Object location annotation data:
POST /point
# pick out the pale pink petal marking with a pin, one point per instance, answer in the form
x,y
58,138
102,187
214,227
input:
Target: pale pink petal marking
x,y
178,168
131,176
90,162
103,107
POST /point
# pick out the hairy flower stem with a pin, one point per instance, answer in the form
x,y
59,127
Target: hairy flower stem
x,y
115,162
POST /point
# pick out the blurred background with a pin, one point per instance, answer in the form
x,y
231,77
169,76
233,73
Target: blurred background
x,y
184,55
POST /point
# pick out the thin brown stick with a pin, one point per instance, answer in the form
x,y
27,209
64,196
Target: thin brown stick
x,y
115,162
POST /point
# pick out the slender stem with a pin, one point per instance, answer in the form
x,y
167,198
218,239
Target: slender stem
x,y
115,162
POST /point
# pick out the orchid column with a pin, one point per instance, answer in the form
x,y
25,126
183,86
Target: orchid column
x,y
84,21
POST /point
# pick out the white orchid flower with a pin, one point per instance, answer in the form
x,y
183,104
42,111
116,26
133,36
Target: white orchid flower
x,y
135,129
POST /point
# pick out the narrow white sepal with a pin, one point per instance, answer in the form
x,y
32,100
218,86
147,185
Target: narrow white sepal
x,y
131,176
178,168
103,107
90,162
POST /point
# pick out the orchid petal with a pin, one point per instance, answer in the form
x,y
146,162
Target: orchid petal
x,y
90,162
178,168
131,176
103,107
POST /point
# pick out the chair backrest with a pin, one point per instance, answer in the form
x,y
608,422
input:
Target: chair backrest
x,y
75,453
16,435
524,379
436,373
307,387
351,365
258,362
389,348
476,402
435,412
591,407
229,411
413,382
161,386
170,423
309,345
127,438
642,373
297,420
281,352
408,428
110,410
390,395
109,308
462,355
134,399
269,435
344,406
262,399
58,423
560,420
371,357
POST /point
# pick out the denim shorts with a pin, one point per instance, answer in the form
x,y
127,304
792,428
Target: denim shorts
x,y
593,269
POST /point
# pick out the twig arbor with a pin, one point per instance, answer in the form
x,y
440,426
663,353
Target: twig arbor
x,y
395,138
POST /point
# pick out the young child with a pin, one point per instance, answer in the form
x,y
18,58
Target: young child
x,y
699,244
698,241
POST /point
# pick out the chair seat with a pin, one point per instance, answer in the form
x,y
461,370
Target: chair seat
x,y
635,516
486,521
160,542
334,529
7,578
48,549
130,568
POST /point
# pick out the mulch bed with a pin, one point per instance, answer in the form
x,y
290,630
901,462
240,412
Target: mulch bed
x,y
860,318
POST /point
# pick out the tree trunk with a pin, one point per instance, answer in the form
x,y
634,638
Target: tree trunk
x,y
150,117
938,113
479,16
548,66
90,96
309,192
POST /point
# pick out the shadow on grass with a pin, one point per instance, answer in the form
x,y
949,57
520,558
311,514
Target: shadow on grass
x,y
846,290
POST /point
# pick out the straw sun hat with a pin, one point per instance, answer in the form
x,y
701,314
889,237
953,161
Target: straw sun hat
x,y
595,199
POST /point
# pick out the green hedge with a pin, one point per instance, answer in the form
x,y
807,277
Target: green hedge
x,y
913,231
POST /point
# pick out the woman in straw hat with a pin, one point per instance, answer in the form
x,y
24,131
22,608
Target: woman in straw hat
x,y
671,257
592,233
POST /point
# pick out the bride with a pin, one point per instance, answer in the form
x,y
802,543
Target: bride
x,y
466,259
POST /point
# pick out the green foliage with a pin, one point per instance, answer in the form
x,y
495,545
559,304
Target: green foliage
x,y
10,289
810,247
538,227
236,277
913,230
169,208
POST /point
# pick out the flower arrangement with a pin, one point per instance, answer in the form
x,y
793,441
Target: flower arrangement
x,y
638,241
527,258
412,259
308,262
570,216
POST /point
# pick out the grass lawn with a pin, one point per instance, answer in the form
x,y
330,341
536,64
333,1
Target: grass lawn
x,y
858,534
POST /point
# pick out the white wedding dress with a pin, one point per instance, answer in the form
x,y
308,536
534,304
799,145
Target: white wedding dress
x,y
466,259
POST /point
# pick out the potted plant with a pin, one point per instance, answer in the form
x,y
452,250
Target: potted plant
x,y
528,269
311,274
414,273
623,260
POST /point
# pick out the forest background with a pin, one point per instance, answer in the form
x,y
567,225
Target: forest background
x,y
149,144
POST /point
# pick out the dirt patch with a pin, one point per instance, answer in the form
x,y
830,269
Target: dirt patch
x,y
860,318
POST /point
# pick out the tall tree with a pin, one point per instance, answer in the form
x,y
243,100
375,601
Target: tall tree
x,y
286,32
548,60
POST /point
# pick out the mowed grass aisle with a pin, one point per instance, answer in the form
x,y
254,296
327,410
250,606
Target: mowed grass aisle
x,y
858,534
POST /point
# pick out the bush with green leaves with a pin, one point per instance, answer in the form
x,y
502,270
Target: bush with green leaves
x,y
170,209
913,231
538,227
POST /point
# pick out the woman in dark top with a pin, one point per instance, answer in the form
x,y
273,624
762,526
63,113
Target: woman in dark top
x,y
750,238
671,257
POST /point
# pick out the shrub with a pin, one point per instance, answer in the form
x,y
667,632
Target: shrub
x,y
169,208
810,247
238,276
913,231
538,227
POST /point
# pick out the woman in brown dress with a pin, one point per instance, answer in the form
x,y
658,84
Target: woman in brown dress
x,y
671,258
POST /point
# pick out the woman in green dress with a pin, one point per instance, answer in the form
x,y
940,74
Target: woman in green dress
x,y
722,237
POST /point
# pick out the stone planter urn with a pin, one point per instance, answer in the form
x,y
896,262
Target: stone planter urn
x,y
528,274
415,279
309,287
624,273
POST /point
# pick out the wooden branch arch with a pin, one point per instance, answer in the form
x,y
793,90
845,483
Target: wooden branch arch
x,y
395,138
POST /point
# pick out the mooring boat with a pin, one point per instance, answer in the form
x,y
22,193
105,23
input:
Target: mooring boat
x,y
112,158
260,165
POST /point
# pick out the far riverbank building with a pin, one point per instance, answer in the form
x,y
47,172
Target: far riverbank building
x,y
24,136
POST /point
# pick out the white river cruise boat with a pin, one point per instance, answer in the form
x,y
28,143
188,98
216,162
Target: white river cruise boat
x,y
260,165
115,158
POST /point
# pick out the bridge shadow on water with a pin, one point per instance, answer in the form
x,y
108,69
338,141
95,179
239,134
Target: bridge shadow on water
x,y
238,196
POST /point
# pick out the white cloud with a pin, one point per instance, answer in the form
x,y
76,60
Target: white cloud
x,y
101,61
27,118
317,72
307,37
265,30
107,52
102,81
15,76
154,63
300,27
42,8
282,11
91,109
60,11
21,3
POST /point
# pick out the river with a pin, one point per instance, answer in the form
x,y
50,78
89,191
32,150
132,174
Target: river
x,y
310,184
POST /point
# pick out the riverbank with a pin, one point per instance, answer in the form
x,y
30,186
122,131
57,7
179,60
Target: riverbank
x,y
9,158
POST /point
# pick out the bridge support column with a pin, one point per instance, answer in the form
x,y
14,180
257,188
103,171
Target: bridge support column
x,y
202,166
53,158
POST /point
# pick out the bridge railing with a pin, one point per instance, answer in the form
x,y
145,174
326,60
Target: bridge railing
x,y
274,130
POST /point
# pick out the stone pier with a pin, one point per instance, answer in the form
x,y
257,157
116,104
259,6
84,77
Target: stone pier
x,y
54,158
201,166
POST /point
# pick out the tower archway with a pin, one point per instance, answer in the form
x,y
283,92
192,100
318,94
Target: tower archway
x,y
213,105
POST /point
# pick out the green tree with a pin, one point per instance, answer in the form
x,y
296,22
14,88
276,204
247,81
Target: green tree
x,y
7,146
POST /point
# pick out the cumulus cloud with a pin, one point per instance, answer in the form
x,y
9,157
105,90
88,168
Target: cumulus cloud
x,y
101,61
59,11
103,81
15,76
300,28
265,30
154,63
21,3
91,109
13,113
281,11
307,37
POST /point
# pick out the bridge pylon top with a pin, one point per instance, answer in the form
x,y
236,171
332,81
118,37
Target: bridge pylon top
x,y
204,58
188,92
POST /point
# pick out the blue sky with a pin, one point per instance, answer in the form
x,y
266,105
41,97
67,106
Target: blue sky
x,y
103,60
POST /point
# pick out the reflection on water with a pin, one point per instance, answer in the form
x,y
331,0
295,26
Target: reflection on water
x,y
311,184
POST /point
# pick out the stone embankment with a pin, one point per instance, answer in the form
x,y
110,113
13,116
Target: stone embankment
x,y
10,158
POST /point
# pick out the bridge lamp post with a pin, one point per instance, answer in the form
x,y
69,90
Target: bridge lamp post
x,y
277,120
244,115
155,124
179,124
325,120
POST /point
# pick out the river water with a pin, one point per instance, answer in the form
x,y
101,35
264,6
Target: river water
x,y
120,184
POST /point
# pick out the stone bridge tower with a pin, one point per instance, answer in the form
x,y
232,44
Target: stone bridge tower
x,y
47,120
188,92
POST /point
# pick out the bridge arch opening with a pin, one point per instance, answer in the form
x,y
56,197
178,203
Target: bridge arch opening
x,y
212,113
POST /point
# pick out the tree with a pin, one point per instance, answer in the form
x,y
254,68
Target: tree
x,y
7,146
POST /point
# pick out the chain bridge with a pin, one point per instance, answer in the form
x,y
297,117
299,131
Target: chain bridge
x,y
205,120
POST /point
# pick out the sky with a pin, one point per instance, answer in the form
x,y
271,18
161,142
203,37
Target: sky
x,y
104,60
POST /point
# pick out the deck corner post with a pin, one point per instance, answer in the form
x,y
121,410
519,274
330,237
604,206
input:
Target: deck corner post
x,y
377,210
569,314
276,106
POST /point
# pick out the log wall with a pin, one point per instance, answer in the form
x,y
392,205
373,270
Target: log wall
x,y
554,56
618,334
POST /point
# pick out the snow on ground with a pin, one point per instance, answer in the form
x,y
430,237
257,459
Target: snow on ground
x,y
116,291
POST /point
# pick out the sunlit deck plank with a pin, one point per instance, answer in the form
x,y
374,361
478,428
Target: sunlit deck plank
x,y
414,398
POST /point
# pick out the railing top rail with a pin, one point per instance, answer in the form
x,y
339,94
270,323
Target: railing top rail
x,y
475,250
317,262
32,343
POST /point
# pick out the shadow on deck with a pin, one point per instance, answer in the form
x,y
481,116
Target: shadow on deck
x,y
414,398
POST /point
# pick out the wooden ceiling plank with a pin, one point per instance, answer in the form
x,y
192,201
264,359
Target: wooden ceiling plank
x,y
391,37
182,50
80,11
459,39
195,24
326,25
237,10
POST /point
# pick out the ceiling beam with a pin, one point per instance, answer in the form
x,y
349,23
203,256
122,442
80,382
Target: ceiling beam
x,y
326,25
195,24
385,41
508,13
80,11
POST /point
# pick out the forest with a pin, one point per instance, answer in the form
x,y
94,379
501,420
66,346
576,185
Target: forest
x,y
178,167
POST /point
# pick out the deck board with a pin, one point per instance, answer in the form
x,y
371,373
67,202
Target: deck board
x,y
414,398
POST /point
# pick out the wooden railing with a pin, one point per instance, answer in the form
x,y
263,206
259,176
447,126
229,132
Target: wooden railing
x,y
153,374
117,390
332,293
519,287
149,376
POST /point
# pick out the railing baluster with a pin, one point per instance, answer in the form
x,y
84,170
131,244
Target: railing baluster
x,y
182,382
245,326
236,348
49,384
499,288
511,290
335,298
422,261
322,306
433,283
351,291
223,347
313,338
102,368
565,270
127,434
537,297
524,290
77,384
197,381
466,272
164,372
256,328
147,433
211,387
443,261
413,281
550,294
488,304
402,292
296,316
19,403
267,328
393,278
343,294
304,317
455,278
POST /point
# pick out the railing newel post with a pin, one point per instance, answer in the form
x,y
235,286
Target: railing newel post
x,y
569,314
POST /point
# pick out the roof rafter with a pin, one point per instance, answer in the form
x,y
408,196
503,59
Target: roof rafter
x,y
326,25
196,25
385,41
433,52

What you will do :: Return every line of the data above that contains the word "pier".

Final result ::
# pick out the stone pier with a pin, one point per instance, answer in the form
Target: stone pier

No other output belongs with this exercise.